## Objective
Copy out every line from the one containing "Put one point on each instance of the stone step." through the end of the records, requests included. Scale each coordinate in the answers by 0.65 and round to whole numbers (halves up), but leave the numbers in the requests and their format samples as they are.

A run of records
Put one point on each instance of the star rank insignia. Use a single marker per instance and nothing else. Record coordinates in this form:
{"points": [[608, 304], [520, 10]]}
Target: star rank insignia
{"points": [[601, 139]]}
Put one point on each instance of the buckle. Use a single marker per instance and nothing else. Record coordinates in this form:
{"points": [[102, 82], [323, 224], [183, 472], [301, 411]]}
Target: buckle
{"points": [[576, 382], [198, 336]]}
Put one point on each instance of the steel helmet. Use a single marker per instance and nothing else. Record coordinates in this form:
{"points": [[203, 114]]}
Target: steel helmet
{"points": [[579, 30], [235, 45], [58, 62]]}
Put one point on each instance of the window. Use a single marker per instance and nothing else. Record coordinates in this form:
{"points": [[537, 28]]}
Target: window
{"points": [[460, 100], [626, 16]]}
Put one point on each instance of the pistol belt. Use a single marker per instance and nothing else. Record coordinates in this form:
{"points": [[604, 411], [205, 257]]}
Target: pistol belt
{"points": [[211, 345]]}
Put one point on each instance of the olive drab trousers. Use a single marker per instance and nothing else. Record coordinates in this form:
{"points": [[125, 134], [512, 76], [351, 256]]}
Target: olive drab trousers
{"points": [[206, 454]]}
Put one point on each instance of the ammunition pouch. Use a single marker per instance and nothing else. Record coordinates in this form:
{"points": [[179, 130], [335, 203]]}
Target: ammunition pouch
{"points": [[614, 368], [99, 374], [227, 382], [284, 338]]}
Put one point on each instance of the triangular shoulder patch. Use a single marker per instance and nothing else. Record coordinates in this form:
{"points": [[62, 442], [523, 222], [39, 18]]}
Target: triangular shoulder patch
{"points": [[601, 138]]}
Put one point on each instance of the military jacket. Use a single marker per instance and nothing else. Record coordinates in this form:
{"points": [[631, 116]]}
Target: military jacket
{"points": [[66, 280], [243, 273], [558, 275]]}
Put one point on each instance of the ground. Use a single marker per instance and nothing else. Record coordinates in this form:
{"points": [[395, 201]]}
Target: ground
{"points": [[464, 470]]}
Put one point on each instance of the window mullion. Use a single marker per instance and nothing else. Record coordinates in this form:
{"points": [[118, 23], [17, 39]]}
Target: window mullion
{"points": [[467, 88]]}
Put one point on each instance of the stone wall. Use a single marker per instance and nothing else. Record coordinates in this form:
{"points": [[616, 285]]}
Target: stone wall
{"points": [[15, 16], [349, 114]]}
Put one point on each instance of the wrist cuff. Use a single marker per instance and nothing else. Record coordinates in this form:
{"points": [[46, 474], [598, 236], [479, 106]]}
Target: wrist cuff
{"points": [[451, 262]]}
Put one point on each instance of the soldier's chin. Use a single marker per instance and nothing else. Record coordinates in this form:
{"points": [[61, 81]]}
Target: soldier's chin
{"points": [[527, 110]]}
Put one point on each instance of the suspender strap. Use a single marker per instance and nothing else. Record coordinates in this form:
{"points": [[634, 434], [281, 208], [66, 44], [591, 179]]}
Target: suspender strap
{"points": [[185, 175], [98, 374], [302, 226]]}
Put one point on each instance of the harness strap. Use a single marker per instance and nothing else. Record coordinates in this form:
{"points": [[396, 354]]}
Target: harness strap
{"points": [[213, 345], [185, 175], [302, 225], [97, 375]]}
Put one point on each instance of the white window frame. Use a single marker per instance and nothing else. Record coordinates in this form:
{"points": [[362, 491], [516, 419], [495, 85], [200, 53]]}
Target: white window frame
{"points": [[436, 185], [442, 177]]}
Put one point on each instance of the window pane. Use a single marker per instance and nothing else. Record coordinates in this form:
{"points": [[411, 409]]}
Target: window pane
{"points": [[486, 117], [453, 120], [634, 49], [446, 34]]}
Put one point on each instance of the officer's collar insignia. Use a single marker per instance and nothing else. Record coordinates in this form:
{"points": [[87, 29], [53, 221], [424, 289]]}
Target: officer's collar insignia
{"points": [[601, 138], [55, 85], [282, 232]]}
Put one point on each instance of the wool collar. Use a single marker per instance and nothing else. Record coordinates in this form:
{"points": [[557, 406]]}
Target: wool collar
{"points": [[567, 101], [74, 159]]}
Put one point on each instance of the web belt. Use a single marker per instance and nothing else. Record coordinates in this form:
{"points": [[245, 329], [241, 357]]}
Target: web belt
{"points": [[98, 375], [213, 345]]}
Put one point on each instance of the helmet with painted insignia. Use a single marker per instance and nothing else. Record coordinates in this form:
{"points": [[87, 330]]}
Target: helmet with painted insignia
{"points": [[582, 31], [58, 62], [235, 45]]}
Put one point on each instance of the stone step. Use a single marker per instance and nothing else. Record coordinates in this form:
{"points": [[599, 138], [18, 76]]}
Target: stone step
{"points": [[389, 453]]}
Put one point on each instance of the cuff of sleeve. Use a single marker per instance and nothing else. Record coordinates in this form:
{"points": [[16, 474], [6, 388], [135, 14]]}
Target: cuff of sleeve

## Task output
Put one point on each instance of the stone step. Use a single marker per instance and nothing else. Record coordinates in this form:
{"points": [[599, 138], [18, 76]]}
Target: stone step
{"points": [[253, 294]]}
Put one point on each instance of the cuff of sleeve. Use a single marker per instance and nothing else. Record coordinates in this form:
{"points": [[16, 474], [6, 388], [135, 14]]}
Target: cuff of sleeve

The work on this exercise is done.